Region annotation items
— BEGIN —

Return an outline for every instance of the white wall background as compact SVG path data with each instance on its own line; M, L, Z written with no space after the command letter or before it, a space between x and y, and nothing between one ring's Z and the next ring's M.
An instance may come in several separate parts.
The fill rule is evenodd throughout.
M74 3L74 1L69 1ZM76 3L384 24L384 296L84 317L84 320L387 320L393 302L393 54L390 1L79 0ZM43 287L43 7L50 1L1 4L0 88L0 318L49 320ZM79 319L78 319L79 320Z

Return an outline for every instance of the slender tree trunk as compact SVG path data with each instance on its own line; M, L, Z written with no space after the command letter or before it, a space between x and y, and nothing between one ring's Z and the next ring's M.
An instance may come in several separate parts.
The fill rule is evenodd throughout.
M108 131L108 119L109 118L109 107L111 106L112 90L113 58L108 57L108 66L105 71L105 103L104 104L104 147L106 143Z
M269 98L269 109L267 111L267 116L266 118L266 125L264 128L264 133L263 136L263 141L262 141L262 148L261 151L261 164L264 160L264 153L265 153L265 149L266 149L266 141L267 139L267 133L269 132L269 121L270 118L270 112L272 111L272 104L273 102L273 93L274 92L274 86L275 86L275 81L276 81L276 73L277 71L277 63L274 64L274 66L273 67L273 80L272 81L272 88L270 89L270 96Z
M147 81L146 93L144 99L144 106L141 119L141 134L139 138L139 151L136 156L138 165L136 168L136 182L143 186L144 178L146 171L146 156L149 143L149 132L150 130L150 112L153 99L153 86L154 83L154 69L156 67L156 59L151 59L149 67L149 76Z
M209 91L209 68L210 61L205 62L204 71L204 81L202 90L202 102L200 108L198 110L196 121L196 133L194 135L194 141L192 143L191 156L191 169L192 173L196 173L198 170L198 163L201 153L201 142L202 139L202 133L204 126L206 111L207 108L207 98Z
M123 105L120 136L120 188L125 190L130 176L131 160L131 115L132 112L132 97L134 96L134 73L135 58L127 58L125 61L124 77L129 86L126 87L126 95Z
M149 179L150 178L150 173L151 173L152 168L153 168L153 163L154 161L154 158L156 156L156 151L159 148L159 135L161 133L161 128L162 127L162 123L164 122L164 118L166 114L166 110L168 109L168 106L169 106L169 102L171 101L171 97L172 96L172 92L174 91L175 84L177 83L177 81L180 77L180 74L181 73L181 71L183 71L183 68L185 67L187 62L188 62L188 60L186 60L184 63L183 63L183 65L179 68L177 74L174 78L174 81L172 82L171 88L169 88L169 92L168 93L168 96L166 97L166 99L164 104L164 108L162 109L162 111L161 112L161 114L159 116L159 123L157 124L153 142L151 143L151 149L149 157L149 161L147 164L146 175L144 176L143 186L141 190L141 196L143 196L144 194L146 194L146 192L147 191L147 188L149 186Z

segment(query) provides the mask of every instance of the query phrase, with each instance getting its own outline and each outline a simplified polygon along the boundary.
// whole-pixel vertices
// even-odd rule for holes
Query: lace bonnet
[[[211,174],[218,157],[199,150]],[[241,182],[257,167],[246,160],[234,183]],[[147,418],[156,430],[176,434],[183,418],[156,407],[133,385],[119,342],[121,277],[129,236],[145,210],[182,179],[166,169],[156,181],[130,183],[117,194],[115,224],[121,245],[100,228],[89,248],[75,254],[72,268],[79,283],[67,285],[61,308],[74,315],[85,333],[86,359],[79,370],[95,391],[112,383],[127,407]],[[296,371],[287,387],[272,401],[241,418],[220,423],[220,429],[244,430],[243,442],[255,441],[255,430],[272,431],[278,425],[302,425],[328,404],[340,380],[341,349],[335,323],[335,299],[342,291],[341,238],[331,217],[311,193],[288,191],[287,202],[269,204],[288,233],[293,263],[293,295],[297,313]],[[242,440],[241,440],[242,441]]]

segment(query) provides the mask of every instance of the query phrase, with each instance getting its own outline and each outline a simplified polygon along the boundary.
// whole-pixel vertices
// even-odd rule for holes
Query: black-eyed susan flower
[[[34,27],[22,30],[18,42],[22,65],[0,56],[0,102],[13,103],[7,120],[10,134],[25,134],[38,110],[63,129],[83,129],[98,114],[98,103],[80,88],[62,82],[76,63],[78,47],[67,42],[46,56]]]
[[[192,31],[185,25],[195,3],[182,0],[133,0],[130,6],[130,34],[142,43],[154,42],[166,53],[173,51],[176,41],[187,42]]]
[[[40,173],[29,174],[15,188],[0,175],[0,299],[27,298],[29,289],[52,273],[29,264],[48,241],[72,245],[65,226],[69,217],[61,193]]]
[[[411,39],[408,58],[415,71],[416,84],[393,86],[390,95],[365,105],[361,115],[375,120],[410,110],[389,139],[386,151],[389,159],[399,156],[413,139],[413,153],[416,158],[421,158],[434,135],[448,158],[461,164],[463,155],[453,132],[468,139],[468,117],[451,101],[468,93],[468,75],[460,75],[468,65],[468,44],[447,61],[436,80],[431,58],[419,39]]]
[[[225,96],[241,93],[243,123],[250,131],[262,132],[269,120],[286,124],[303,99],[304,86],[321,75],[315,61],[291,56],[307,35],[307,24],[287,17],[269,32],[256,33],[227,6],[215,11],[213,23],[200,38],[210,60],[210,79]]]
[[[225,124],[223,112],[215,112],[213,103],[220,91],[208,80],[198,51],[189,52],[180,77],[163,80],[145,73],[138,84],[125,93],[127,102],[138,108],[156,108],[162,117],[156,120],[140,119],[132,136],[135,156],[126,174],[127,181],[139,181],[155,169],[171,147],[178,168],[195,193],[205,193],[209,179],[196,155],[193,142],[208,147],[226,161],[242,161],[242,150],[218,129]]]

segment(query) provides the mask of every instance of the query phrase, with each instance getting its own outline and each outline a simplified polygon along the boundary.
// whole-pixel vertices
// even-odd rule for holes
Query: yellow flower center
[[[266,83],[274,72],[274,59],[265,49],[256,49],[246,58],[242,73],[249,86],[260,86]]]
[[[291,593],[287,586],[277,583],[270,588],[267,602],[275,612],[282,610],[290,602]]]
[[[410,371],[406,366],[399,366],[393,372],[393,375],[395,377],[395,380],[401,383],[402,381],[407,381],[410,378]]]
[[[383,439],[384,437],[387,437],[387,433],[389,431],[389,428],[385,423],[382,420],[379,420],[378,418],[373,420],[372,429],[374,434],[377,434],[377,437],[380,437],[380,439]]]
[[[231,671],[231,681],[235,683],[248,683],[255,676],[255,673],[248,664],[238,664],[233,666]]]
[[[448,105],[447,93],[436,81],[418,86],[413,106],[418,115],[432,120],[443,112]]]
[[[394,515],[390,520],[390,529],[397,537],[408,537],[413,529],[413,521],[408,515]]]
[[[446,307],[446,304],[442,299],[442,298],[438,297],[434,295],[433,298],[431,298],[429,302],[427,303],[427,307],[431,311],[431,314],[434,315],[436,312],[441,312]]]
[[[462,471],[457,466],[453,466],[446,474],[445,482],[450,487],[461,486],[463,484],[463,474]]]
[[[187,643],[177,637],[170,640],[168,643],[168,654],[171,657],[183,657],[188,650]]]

— END —

• [TASK REQUIREMENTS]
Reproduce every line of the items above, character for character, with nothing changed.

• [TASK RESULT]
Return an outline for every instance of the white wall background as compact SVG path data with each instance on its own line; M, L, Z written with no space after the command letter or before it, a space between x and y, and nothing between one ring's Z and the next ring's M.
An instance may come in several separate parts.
The fill rule is evenodd throughout.
M74 3L74 1L69 1ZM76 3L384 24L384 296L84 317L84 320L387 320L393 302L393 54L390 1L79 0ZM43 287L43 7L50 1L1 4L0 88L0 318L49 320ZM79 319L78 319L79 320Z

Return an outline for every instance of the slender tree trunk as compact SVG path data with each instance on its own line; M, L, Z written with no space after the command letter or before it, a space between x and y, and nothing between one ring's Z and the next ring's M.
An instance may come in several separate parts.
The fill rule is evenodd throughout.
M108 131L108 119L109 118L109 107L111 106L112 90L113 58L108 57L108 66L105 71L105 103L104 104L104 147L106 143Z
M269 98L269 109L267 111L267 116L266 118L266 125L264 128L264 133L263 136L263 141L262 141L262 148L261 151L261 164L264 160L264 153L265 153L265 149L266 149L266 141L267 139L267 133L269 132L269 121L270 118L270 112L272 111L272 104L273 102L273 93L274 92L274 86L275 86L275 81L276 81L276 73L277 71L277 63L274 64L274 66L273 67L273 80L272 81L272 88L270 89L270 96Z
M147 81L146 93L144 99L144 106L141 119L141 134L139 138L139 151L136 156L138 165L136 168L136 182L143 186L144 178L146 171L146 156L149 143L149 132L150 130L150 112L153 99L153 86L154 83L154 69L156 67L156 59L151 59L149 67L149 76Z
M209 91L209 68L210 61L205 62L204 71L204 81L202 90L202 102L200 108L198 110L196 121L196 133L194 135L194 141L192 143L191 156L191 169L192 173L196 173L198 170L198 163L201 153L201 142L202 139L202 133L204 126L206 111L207 108L207 98Z
M123 105L120 136L120 188L125 190L130 176L131 160L131 115L132 112L132 97L134 96L134 73L135 58L127 58L125 61L124 77L129 86L126 87L126 95Z
M149 179L150 178L150 173L151 173L152 168L153 168L153 163L154 161L154 158L156 156L156 151L159 148L159 135L161 133L161 128L162 127L162 123L164 122L164 118L166 114L166 110L168 109L168 106L169 106L169 102L171 101L171 97L172 96L172 92L174 91L175 84L177 83L177 81L180 77L180 74L181 73L181 71L183 71L183 68L185 67L187 62L188 62L188 60L186 60L184 63L183 63L183 65L179 68L177 74L174 78L174 81L172 82L171 88L169 88L169 92L168 93L168 96L166 97L166 99L164 104L164 108L162 109L162 111L161 112L161 114L159 116L159 123L157 124L153 142L151 143L151 149L149 157L149 161L147 164L146 175L144 176L143 186L141 190L141 196L143 196L144 194L146 194L146 192L147 191L147 188L149 186Z

segment(query) provides the mask of every instance of the query phrase, with each instance getting its own outline and each outline a simplified polygon along the boundary.
// whole-pixel vertices
// even-odd rule for holes
Query: lace bonnet
[[[211,174],[218,157],[199,150]],[[241,182],[257,167],[246,160],[234,183]],[[147,418],[156,430],[176,434],[183,418],[156,407],[133,385],[119,342],[121,277],[129,236],[145,210],[182,179],[166,169],[156,181],[130,183],[117,194],[115,224],[121,245],[100,228],[89,248],[75,254],[72,268],[79,283],[67,285],[61,308],[74,315],[85,333],[86,359],[79,370],[95,391],[112,383],[127,407]],[[296,371],[287,387],[272,401],[241,418],[220,423],[220,429],[244,430],[243,442],[255,441],[255,430],[272,431],[278,425],[302,425],[328,404],[340,380],[341,349],[335,323],[335,299],[342,291],[341,238],[331,217],[311,193],[288,191],[287,202],[269,204],[288,233],[293,263],[293,295],[297,313]],[[242,440],[241,440],[242,441]]]

segment(query) provides the mask of every instance of the query phrase, with each instance getting its own outline and each outline a simplified polygon along the boundary.
// whole-pixel vertices
// even-odd rule for holes
Query: black-eyed susan flower
[[[34,27],[22,30],[18,42],[22,65],[0,56],[0,102],[13,103],[7,120],[10,134],[25,134],[38,110],[63,129],[83,129],[98,114],[98,103],[80,88],[62,82],[76,63],[78,47],[67,42],[46,56]]]
[[[192,31],[185,25],[195,3],[182,0],[133,0],[130,6],[130,34],[142,43],[154,42],[166,53],[173,51],[176,41],[187,42]]]
[[[40,173],[29,174],[15,188],[0,175],[0,299],[27,298],[29,289],[52,273],[29,264],[48,241],[72,245],[65,226],[69,217],[61,193]]]
[[[411,39],[408,58],[415,71],[416,84],[393,86],[390,95],[365,105],[361,115],[375,120],[410,110],[389,139],[386,151],[389,159],[399,156],[413,139],[413,153],[416,158],[421,158],[434,135],[448,158],[461,164],[463,155],[453,132],[468,139],[468,117],[451,101],[468,93],[468,75],[460,75],[468,65],[468,44],[447,61],[436,80],[431,58],[419,39]]]
[[[225,96],[241,93],[243,123],[250,131],[262,132],[269,120],[286,124],[303,99],[304,86],[321,75],[315,61],[291,56],[307,35],[307,24],[287,17],[269,32],[256,33],[227,6],[215,11],[213,23],[200,38],[210,60],[210,79]]]
[[[225,124],[223,112],[215,112],[213,103],[220,91],[208,80],[198,51],[189,52],[180,77],[163,80],[145,73],[138,84],[125,93],[127,102],[138,108],[156,108],[162,117],[156,120],[140,119],[132,136],[135,156],[126,174],[127,181],[139,181],[155,169],[171,147],[178,168],[195,193],[205,193],[209,179],[196,155],[193,142],[208,147],[226,161],[242,161],[242,150],[218,129]]]

segment(query) provides the mask of every instance of the query phrase, with each instance getting its own outline and each outline a simplified polygon along the boundary.
// whole-pixel vertices
// even-odd rule for holes
Query: yellow flower center
[[[266,83],[274,72],[274,59],[265,49],[256,49],[246,58],[242,73],[249,86],[260,86]]]
[[[291,593],[287,586],[277,583],[270,588],[267,602],[275,612],[282,610],[290,602]]]
[[[410,371],[406,366],[399,366],[393,372],[393,375],[395,377],[395,380],[401,383],[402,381],[407,381],[410,378]]]
[[[383,439],[384,437],[387,437],[387,433],[389,431],[389,428],[385,423],[382,420],[379,420],[378,418],[373,420],[372,429],[374,434],[377,434],[377,437],[380,437],[380,439]]]
[[[231,671],[231,681],[235,683],[248,683],[255,676],[255,673],[248,664],[238,664],[233,666]]]
[[[448,105],[447,93],[436,81],[418,86],[413,106],[418,115],[432,120],[443,112]]]
[[[394,515],[390,520],[390,529],[397,537],[408,537],[413,529],[413,521],[408,515]]]
[[[446,307],[446,304],[442,299],[442,298],[438,297],[434,295],[433,298],[431,298],[429,302],[427,303],[427,307],[431,311],[431,314],[434,315],[436,312],[441,312]]]
[[[462,471],[457,466],[453,466],[446,474],[445,482],[450,487],[461,486],[463,484],[463,474]]]
[[[187,643],[177,637],[170,640],[168,643],[168,654],[171,657],[183,657],[188,650]]]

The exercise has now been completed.